BEGIN Excerpted text

Only Watson could find a run for mayor a relaxing career change, but Liz explains that holding elected office was his dream. "It was kind of a follow-your-heart situation. We know how short life is, and you might as well do what you love doing," she explains. Watson had already sown his political oats as chair of the Texas Air Quality Control Board, the Travis County Democratic Party, and on the Governmental Board of the Austin Chamber of Commerce -- battling with cancer all the while. The disease has not recurred, but it's with Watson every day, in the form of humor. "He'll say: `I've been gutted and castrated, what else can they do to me?' He's just nuts," laughs college buddy Richard Suttle, lawyer for FM Properties at the Circle C subdivision.
Most telling, though, is that for all the political motivations often attributed to Watson's run for mayor, when asked about his goal for the city, it is entirely personal. "In 15 years, I want this place that grabbed me and Liz to grab [my son] in the same way."

END Excerpted text

Tasks to complete —
A - Answer these questions from the Watson excerpt:
(i) What disease was Watson battling while he held his earlier political posts?
(ii) Whom does Richard Suttle work for as a lawyer?
(iii) How many years ahead does Watson look when he states his goal for the city?
B - Reproduce the stretch of the Watson excerpt from "Only Watson could" through "Circle C subdivision.".
The data plays no part in anything asked about the Watson excerpt.

BEGIN Source data

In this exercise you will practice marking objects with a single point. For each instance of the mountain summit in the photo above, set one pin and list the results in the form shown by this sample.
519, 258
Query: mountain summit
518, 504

END Source data

Results of the exercise —
A -
(i) Cancer.
(ii) FM Properties at the Circle C subdivision.
(iii) 15 years.

B -
Only Watson could find a run for mayor a relaxing career change, but Liz explains that holding elected office was his dream. "It was kind of a follow-your-heart situation. We know how short life is, and you might as well do what you love doing," she explains. Watson had already sown his political oats as chair of the Texas Air Quality Control Board, the Travis County Democratic Party, and on the Governmental Board of the Austin Chamber of Commerce -- battling with cancer all the while. The disease has not recurred, but it's with Watson every day, in the form of humor. "He'll say: `I've been gutted and castrated, what else can they do to me?' He's just nuts," laughs college buddy Richard Suttle, lawyer for FM Properties at the Circle C subdivision.